Reproduce the rows below word for word, starting at the very first line and ending at the line that contains "544 479 572 522", including that line.

** START OF Input for this task **

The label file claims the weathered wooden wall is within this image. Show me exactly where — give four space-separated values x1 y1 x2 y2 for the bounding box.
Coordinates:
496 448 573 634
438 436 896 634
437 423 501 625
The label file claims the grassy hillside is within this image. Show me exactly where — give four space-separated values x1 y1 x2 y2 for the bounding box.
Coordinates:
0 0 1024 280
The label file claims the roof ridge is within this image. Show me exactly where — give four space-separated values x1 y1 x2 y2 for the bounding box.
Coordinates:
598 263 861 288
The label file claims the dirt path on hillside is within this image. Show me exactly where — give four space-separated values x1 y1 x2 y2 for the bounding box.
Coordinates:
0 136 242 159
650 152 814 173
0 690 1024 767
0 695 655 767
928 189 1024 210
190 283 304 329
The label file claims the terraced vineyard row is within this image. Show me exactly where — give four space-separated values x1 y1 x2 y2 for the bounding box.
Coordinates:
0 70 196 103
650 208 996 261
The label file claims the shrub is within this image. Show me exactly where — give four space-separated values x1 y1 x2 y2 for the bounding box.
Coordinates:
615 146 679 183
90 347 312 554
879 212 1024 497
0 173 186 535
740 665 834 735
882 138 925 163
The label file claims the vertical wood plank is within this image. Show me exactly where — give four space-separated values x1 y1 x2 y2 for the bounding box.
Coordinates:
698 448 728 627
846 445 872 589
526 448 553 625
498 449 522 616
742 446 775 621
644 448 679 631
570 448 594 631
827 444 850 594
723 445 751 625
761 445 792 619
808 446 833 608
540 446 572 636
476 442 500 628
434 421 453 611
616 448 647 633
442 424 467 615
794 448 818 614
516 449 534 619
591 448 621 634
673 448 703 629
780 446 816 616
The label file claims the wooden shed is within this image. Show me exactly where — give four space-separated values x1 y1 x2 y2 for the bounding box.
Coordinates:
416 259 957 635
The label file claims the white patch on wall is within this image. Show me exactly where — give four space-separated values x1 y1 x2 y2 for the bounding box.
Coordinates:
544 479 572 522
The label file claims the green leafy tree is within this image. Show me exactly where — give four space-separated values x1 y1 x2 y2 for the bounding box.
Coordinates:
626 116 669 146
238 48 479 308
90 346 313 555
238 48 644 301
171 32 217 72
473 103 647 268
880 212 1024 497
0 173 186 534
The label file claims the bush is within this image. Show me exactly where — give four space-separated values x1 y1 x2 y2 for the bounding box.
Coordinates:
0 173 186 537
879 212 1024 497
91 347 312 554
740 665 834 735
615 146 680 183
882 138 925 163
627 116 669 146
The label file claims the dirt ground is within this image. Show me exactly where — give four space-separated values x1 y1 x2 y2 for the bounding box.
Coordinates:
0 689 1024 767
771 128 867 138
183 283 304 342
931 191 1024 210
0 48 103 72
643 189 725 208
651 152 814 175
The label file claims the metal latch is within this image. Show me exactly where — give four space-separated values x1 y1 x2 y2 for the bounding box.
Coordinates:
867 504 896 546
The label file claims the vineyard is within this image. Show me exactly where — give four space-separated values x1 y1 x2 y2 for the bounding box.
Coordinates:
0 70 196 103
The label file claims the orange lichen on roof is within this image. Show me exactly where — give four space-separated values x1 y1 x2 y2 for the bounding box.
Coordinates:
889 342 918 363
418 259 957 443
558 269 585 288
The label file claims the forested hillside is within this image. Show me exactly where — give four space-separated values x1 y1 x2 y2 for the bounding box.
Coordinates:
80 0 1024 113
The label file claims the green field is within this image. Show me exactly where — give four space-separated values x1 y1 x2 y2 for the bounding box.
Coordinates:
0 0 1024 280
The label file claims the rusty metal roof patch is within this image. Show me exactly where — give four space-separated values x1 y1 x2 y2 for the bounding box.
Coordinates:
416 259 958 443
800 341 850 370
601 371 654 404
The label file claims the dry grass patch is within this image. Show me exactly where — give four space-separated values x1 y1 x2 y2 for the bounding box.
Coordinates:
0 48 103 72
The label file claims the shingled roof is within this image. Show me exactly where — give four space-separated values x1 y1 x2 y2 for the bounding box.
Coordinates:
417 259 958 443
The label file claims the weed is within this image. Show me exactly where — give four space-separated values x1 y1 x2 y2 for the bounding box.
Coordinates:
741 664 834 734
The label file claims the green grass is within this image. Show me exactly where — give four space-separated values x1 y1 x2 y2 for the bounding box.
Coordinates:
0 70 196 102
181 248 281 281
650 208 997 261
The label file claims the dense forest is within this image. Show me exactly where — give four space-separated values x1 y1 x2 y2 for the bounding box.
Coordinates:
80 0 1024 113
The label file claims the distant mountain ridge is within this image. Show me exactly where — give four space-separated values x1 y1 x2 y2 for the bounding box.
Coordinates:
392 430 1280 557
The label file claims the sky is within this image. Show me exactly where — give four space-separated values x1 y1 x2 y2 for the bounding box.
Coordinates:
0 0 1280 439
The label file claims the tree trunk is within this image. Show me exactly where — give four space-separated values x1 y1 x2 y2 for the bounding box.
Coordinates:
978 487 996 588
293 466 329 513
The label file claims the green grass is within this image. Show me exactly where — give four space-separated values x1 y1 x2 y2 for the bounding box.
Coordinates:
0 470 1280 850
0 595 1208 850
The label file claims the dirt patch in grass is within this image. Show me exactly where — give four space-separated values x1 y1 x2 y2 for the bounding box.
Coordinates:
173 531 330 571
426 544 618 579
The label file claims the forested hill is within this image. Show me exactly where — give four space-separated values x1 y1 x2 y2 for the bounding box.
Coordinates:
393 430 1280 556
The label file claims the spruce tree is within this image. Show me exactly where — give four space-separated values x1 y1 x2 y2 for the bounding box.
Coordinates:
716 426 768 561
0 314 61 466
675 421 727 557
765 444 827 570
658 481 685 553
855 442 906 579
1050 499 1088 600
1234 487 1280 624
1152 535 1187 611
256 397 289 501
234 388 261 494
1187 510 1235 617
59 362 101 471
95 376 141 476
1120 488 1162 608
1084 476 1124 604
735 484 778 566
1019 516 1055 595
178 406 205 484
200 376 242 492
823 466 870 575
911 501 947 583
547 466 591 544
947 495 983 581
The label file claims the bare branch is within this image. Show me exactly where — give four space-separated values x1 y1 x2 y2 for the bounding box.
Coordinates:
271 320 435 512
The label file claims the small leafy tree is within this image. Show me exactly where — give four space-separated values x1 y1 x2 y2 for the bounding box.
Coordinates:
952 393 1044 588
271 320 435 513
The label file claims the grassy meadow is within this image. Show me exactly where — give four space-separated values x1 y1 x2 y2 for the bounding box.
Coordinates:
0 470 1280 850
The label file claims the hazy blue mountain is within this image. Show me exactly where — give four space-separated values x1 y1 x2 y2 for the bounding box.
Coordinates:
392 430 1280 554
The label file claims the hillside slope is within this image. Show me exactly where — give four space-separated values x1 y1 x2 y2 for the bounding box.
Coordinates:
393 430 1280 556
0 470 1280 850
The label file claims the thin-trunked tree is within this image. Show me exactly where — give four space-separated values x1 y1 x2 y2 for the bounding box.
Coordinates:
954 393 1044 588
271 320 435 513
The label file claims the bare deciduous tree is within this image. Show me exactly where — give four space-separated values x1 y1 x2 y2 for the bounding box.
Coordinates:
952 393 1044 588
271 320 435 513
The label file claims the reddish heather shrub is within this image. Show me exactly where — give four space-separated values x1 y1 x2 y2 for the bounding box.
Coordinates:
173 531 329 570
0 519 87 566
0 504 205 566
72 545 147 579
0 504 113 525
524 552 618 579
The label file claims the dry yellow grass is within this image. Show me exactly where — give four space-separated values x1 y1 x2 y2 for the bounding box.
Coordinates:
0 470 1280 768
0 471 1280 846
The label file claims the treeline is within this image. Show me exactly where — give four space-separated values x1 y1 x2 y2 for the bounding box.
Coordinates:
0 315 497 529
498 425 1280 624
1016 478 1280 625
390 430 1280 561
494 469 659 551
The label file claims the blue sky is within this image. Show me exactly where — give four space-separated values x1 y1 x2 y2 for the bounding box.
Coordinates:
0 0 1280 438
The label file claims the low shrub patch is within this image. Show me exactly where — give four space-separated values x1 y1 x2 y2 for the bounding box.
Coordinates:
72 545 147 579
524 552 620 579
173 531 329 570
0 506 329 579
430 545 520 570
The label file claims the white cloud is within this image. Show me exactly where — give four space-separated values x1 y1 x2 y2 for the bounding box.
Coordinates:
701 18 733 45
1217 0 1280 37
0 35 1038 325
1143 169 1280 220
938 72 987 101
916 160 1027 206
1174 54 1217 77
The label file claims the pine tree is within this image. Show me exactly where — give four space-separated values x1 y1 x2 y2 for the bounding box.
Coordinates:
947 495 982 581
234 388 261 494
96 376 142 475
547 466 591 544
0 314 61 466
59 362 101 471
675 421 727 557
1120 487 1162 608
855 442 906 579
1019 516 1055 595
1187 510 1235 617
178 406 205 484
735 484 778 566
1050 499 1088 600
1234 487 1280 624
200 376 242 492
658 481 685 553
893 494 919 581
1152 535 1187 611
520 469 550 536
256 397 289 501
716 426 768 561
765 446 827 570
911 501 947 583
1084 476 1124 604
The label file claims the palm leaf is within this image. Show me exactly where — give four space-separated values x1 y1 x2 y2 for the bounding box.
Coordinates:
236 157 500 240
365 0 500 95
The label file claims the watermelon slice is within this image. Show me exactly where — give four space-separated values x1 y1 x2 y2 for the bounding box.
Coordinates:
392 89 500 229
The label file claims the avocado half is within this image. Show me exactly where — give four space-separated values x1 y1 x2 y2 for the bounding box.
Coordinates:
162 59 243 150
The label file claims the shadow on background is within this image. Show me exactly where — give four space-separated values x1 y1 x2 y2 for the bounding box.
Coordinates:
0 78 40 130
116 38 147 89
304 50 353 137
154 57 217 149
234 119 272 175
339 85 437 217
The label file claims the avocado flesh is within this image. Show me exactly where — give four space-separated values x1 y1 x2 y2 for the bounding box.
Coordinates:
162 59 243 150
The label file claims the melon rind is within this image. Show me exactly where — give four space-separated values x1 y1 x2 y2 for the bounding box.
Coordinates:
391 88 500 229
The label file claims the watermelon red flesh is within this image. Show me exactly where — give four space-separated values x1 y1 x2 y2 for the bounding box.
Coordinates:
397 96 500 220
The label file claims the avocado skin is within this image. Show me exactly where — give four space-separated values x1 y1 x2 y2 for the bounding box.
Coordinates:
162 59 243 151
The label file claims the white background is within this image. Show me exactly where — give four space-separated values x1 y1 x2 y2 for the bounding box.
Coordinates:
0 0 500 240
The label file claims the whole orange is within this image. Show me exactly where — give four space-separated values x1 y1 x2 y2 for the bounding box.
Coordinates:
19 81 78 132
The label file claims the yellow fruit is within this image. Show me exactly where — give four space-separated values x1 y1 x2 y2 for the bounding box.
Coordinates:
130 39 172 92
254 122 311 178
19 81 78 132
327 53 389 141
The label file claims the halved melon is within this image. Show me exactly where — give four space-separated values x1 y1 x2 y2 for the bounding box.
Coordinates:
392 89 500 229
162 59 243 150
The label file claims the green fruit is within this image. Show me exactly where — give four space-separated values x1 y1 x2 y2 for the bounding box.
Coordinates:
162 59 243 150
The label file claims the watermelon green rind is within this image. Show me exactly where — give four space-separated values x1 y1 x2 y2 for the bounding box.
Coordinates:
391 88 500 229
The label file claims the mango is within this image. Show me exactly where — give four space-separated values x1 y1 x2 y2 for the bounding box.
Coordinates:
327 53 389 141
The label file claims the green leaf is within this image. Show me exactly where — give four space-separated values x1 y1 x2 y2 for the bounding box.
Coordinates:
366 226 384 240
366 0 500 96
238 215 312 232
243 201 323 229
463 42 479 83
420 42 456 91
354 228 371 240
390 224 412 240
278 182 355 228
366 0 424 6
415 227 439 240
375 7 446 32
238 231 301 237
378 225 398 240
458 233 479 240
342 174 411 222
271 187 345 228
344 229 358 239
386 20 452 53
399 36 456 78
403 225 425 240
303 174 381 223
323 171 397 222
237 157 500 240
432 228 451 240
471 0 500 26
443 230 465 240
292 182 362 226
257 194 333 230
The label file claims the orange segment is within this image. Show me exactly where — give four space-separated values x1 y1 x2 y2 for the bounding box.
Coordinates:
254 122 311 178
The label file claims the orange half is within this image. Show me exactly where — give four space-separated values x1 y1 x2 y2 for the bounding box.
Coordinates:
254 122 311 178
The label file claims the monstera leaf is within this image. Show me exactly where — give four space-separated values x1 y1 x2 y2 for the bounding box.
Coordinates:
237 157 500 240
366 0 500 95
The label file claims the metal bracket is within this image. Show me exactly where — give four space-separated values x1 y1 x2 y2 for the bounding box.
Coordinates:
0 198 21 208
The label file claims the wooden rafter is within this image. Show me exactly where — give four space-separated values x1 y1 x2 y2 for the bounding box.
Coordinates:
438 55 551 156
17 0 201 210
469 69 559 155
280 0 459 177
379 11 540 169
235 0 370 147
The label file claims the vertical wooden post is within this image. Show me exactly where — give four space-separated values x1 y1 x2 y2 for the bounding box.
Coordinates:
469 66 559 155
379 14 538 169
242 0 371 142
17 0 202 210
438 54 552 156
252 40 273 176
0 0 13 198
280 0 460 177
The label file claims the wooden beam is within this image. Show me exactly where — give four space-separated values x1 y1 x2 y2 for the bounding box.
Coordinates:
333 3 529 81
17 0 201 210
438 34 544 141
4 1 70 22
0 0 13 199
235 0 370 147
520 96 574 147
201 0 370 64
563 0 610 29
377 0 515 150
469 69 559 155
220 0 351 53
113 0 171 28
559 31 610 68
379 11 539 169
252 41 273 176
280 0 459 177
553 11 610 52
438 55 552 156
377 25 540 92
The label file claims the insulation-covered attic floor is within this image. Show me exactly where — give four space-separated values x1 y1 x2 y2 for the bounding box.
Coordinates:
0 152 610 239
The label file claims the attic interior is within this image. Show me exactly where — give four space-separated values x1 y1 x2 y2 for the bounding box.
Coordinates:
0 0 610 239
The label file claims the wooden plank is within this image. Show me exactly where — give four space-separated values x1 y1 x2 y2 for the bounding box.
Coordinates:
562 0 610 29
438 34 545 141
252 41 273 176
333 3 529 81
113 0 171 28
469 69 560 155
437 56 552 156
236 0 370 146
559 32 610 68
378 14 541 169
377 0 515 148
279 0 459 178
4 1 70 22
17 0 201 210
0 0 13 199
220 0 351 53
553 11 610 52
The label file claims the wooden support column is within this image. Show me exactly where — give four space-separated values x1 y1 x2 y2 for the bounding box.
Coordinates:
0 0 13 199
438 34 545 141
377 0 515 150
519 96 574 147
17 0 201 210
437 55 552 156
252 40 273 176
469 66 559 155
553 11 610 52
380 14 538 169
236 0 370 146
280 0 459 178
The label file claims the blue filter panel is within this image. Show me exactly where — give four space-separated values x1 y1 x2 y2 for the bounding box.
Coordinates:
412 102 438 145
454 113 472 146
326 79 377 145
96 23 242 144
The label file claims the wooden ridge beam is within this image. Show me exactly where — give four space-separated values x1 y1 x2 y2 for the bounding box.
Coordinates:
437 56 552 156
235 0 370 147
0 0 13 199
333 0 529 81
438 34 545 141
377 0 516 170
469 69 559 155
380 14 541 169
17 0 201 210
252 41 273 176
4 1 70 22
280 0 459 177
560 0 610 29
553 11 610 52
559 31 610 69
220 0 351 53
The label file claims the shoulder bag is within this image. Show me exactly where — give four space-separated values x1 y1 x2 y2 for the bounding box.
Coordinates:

** END OF Input for this task **

## [Task solution]
The label file claims the weathered wooden wall is within this image. Show me exactly where — give four space-separated values x1 y1 x2 y2 for the bounding box.
Coordinates:
496 448 573 634
438 436 896 634
437 423 501 625
The label file claims the grassy hillside is within this image. Show me exactly where — give four space-separated values x1 y1 x2 y2 for the bounding box.
Coordinates:
0 0 1024 280
The label file claims the roof ridge is within this image. Show me exactly where — give four space-separated values x1 y1 x2 y2 for the bounding box.
Coordinates:
598 263 861 288
The label file claims the dirt path on hillside is within this image. Show me exactly where — give four space-separated values x1 y1 x2 y2 for the bounding box.
Coordinates:
0 136 242 159
650 152 814 173
0 690 1024 767
0 695 655 767
928 189 1024 210
190 283 304 329
The label file claims the terraced vineyard row is within this image. Show me exactly where — give four space-separated values x1 y1 x2 y2 for the bounding box.
Coordinates:
0 70 196 103
650 208 996 261
The label file claims the shrub is within this image. Show me exactly where — give four space-separated values x1 y1 x2 y2 for the bounding box.
Coordinates:
615 146 679 183
90 347 312 554
879 212 1024 497
0 173 186 535
740 665 834 735
882 138 925 163
The label file claims the vertical wood plank is within this image. Show me exactly where — give four space-separated values x1 y1 x2 y2 for the bounding box.
Coordinates:
698 448 728 627
846 445 872 589
526 448 553 625
498 449 522 616
742 446 775 621
644 448 679 631
570 448 594 631
827 444 850 594
723 445 751 625
761 445 792 619
808 446 833 608
540 446 572 636
476 442 500 628
434 421 453 611
616 448 647 633
442 424 467 615
794 448 818 614
516 449 534 619
591 448 621 634
673 448 703 629
780 446 816 616
The label file claims the wooden shed is within this image. Show me exactly where — give four space-separated values x1 y1 x2 y2 for the bounding box.
Coordinates:
416 259 957 635
The label file claims the white patch on wall is within this image. Show me exactly where — give four space-separated values x1 y1 x2 y2 for the bounding box.
Coordinates:
544 479 572 522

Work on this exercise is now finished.